§ **DOCUMENT TEXT**
Begin

Welles also changed the manner of Josef K.'s death. Kafka originally had the executioners pass the knife over the head of Josef K., thus giving him the opportunity to take the weapon and kill himself, in a more dignified manner—Josef K. does not; instead he is fatally stabbed by his executioners in the heart, and as he dies Josef K. says "like a dog." In the film, whilst the executioners still offer him the knife, Josef K. refuses to take it, and goads the executioners by yelling "You'll have to do it!" The film ends with the smoke of the fatal dynamite blast forming a mushroom cloud in the air while Welles reads the closing credits on the soundtrack.

Another notable change is that of Josef's relationships with the numerous women in the film. Although Josef seems to be interested in Miss Bürstner, his later interactions with Hilda and Leni are dispassionate and awkward. In the film, Josef shows little romantic attention to Leni, and she often touches him sexually without him asking her to. Henry Jaglom, a friend of Welles's, claimed that Welles confided in him, saying that he knew Perkins was gay "and used that quality in Perkins to suggest another texture in Joseph K, a fear of exposure. The whole homosexuality thing—using Perkins that way—was incredible for that time. It was intentional on Orson's part: He had these three gorgeous women (Jeanne Moreau, Romy Schneider, Elsa Martinelli) trying to seduce this guy, who was completely repressed and incapable of responding." Jaglom went on to say, "The closetedness of Perkins' homosexuality... he thought that brought a whole wonderful subtext. I remember him saying that they never talked about it, but he felt that Perkins definitely knew what he was doing." Film critic Roger Ebert theorized that this "could be interpreted as a nightmare in which women make demands [Josef] K is uninterested in meeting." This has led some to believe that The Trial might have gay undertones.

End

§ **DIRECTIVES**
1. Repeat the stretch of the rows from the line containing "Query: short sleeve jersey" through the last line of the rows, with every line unchanged.
2. Continue the passage about Welles's film of The Trial from the point where it stops.

§ **DATA LINES**

Begin

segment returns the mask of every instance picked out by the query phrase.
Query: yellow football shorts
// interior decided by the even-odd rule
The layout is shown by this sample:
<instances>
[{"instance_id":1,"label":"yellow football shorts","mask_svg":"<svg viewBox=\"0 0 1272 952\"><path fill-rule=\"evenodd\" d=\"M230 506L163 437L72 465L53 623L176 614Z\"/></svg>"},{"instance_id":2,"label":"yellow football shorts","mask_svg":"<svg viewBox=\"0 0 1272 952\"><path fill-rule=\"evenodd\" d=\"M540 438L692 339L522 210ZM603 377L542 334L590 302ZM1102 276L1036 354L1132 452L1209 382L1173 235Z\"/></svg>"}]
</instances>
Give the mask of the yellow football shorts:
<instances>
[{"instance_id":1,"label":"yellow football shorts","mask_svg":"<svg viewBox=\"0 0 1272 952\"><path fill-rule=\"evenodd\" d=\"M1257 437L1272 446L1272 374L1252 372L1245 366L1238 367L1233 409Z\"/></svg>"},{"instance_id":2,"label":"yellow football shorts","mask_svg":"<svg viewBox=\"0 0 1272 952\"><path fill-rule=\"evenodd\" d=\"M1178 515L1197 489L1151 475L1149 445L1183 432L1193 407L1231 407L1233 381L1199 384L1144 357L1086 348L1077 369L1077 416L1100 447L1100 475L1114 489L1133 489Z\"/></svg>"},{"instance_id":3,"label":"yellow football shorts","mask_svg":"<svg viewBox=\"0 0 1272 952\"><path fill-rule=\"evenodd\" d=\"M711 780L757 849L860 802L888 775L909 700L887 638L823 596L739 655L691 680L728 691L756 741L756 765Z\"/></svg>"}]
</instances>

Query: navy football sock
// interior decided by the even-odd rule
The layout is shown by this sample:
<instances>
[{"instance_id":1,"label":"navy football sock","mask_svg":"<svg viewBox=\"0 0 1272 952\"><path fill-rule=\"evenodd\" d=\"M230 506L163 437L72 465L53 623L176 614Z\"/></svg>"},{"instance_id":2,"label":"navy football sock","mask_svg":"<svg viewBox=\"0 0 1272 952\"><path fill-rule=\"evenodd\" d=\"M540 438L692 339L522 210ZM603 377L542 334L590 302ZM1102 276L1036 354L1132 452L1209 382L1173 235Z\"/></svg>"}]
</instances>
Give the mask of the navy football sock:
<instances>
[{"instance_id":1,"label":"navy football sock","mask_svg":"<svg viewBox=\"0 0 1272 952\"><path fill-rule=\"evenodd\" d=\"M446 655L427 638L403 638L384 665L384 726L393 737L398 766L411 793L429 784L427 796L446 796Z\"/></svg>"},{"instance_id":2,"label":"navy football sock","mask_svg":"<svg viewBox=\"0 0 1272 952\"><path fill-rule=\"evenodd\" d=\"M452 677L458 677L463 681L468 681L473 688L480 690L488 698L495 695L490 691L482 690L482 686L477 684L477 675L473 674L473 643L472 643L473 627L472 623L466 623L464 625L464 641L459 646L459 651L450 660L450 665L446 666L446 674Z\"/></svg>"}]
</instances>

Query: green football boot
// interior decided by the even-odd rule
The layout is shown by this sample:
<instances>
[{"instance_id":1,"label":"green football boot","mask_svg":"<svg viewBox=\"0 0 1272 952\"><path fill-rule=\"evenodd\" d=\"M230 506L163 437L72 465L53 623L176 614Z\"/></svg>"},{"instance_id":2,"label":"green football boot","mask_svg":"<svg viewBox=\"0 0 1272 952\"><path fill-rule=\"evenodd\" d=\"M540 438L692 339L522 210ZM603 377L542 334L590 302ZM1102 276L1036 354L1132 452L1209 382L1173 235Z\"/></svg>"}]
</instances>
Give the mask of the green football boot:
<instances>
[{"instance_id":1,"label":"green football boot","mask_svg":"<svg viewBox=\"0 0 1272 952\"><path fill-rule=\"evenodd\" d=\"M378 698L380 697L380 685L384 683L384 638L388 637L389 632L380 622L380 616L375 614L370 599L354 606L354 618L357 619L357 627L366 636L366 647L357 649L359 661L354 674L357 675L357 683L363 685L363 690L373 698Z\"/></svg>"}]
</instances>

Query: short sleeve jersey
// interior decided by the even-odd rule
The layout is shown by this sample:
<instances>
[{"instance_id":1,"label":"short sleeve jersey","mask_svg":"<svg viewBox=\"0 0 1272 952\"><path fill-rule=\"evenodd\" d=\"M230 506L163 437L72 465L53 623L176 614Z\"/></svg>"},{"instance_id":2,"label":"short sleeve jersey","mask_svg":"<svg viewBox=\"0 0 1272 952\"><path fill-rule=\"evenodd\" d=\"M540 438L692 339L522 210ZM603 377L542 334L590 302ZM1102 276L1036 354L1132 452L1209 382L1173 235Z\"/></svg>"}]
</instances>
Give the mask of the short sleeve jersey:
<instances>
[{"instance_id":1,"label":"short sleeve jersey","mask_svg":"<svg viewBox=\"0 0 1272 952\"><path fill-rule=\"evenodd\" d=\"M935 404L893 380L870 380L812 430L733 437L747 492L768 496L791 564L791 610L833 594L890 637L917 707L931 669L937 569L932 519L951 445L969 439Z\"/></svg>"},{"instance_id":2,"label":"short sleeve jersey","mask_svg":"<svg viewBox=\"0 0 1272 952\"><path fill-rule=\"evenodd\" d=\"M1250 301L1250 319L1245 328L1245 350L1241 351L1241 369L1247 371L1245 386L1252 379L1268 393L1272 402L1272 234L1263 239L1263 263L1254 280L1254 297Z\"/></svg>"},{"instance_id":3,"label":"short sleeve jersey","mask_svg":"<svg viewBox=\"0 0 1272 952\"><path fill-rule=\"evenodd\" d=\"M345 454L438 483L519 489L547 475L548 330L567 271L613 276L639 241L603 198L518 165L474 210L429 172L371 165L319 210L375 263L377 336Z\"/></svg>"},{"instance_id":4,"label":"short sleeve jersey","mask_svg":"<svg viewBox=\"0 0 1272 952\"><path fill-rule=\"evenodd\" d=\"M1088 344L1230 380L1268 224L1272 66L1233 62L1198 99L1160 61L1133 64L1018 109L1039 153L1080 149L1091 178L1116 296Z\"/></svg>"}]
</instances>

End

§ **RESPONSES TO THE EXERCISE**
1.
Query: short sleeve jersey
// interior decided by the even-odd rule
The layout is shown by this sample:
<instances>
[{"instance_id":1,"label":"short sleeve jersey","mask_svg":"<svg viewBox=\"0 0 1272 952\"><path fill-rule=\"evenodd\" d=\"M230 506L163 437L72 465L53 623L176 614Z\"/></svg>"},{"instance_id":2,"label":"short sleeve jersey","mask_svg":"<svg viewBox=\"0 0 1272 952\"><path fill-rule=\"evenodd\" d=\"M540 438L692 339L522 210ZM603 377L542 334L590 302ZM1102 276L1036 354L1132 452L1209 382L1173 235Z\"/></svg>"}]
</instances>
Give the mask of the short sleeve jersey:
<instances>
[{"instance_id":1,"label":"short sleeve jersey","mask_svg":"<svg viewBox=\"0 0 1272 952\"><path fill-rule=\"evenodd\" d=\"M935 404L893 380L870 380L812 430L733 437L747 492L768 496L791 564L791 610L833 594L890 637L917 707L931 669L937 569L932 519L951 445L969 439Z\"/></svg>"},{"instance_id":2,"label":"short sleeve jersey","mask_svg":"<svg viewBox=\"0 0 1272 952\"><path fill-rule=\"evenodd\" d=\"M1250 301L1250 319L1245 328L1245 350L1241 351L1241 369L1247 371L1245 386L1252 379L1268 393L1272 402L1272 234L1263 239L1263 263L1254 280L1254 297Z\"/></svg>"},{"instance_id":3,"label":"short sleeve jersey","mask_svg":"<svg viewBox=\"0 0 1272 952\"><path fill-rule=\"evenodd\" d=\"M345 454L438 483L519 489L547 475L548 330L567 271L613 276L639 241L603 198L518 165L474 210L429 172L371 165L319 210L375 263L377 336Z\"/></svg>"},{"instance_id":4,"label":"short sleeve jersey","mask_svg":"<svg viewBox=\"0 0 1272 952\"><path fill-rule=\"evenodd\" d=\"M1088 344L1230 380L1268 224L1272 66L1233 62L1198 99L1160 61L1133 64L1018 109L1039 153L1080 149L1091 178L1116 296Z\"/></svg>"}]
</instances>

2.
Welles initially hoped to cast U.S. comic actor Jackie Gleason as Hastler, but he took the role himself when Gleason rejected the part. Welles also dubbed the dialogue for 11 actors in The Trial. Welles reportedly dubbed a few lines of Anthony Perkins’ dialogue and challenged Perkins to identify the dubbing. Perkins was unable to locate the lines where Welles dubbed his voice. British actor Peter Sallis was brought in to dub Max Haufler's dialogue, which had been delivered in Hungarian, into American-accented English.

Welles began the production in Yugoslavia. To create Josef K.’s workplace, he created a set in an exposition hall just outside Zagreb, where 850 secretaries banged typewriters at 850 office desks. Other sequences were later shot in Dubrovnik, Rome, Milan and Paris. Welles was not able to film The Trial in Kafka’s home city of Prague, as his work was seen as decadent by the communist government in Czechoslovakia.

In Paris, Welles planned to shoot the interiors of his film at the Boulogne Studios, but Salkind had difficulties collecting promised capital to finance the film. Instead, he used the Gare d'Orsay, an abandoned Parisian railway station. Welles rearranged his set design to accommodate this new setting, and he later defended his decision to film at Gare d'Orsay in an interview with Cahiers du cinéma, where he stated: "Everything was improvised at the last moment, because the whole physical concept of my film was quite different. It was based on the absence of sets. And the gigantic nature of the sets, which people have objected to, is partly due to the fact that the only setting I had was that old abandoned station."

Welles edited The Trial in Paris while technically on vacation; he commuted in on weekends from Málaga, Spain, where he was taking time to film sequences (reported as being "the prologue and epilogue") for his self-financed film adaptation of Don Quixote, to oversee the post-production work.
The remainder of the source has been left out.